Pull out each line of the listing below that contains the word "wooden", copying every such line in full.

----- Information provided -----

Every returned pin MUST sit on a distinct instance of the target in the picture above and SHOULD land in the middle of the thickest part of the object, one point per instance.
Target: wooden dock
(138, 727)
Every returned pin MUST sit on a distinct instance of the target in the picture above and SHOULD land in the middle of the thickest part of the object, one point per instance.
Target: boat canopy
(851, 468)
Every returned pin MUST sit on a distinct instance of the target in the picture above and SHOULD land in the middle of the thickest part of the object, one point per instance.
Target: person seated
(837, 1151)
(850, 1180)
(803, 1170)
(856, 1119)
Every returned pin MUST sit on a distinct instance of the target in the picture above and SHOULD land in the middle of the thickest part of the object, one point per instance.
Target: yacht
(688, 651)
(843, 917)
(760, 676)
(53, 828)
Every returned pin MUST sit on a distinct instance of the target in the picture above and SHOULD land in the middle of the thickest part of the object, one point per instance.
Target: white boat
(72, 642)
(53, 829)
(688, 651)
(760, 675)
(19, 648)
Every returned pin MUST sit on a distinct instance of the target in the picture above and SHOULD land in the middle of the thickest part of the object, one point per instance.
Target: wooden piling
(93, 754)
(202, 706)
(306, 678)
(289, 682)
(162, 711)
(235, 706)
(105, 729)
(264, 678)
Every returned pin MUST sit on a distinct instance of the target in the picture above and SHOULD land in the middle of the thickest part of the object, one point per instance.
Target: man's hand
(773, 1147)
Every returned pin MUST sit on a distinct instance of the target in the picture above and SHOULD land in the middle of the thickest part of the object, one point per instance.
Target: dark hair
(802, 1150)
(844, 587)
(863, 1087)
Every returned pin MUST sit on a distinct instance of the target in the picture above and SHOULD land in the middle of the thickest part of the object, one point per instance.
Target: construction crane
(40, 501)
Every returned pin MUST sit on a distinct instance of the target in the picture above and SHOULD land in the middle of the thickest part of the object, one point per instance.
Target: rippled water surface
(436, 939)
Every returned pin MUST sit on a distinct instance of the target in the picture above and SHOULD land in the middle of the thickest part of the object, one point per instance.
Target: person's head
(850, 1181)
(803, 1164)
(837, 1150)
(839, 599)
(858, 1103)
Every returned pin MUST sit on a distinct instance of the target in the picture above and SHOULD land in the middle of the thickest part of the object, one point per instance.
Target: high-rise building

-----

* [Task output]
Target: wooden dock
Target: wooden piling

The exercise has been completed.